TAREFA >>
Transcreva, sem alterações, o trecho do texto sobre a reeleição de Macron que vai de "Foi por uma" até "um programa político.".

::: EXCERTO SELECIONADO

Foi por uma unha negra. A vitória apertada de Macron é um alerta para a Europa e o mundo: ou a democracia responde às crises sociais, ou tem os dias contados. Le Pen conquistou perto de metade dos votos em França à segunda volta – já não são só “os deploráveis” de Hillary Clinton. Se é chocante que tantos relativizem um discurso autoritário, populista e racista, movido contra os valores fundamentais da civilização, há que reconhecer: “barrar a extrema-direita” não é um programa político.
É o recorde da ultradireita em França. Cinco anos de mandato conturbado bastaram para que uma das mais sólidas democracias europeias escapasse por pouco. Cá estaremos para as legislativas, em junho. Macron é reeleito numa posição frágil, tido como um presidente distante, elitista e socialmente insensível. Foram cinco anos crispados, de linhas vermelhas, de coletes amarelos, de custo de vida galopante, de estrangulamento dos mais pobres, com a pandemia e uma série de gafes incendiárias pelo meio. Há resultados positivos em indicadores económicos, que, como todos os números, servem para pouco se não se refletirem na vida das pessoas. No mundo real, a riqueza concentrou-se em menos indivíduos e a classe média perdeu qualidade de vida.

::::::
::: CONJUNTO DE REGISTOS

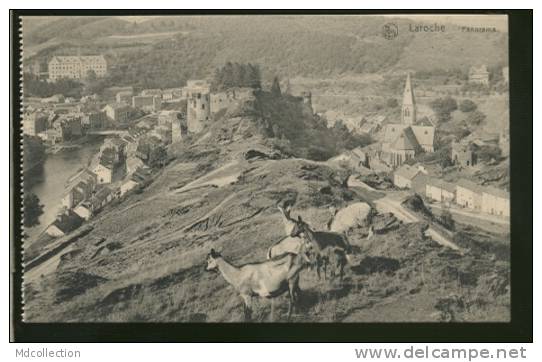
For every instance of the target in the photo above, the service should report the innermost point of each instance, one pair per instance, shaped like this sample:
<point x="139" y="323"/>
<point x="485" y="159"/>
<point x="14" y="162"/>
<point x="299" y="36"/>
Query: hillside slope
<point x="144" y="259"/>
<point x="296" y="45"/>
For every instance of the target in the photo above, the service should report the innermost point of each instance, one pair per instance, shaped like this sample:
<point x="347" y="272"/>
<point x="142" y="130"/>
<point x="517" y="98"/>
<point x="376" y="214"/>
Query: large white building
<point x="76" y="67"/>
<point x="403" y="141"/>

::::::

RESPOSTA >>
Foi por uma unha negra. A vitória apertada de Macron é um alerta para a Europa e o mundo: ou a democracia responde às crises sociais, ou tem os dias contados. Le Pen conquistou perto de metade dos votos em França à segunda volta – já não são só “os deploráveis” de Hillary Clinton. Se é chocante que tantos relativizem um discurso autoritário, populista e racista, movido contra os valores fundamentais da civilização, há que reconhecer: “barrar a extrema-direita” não é um programa político.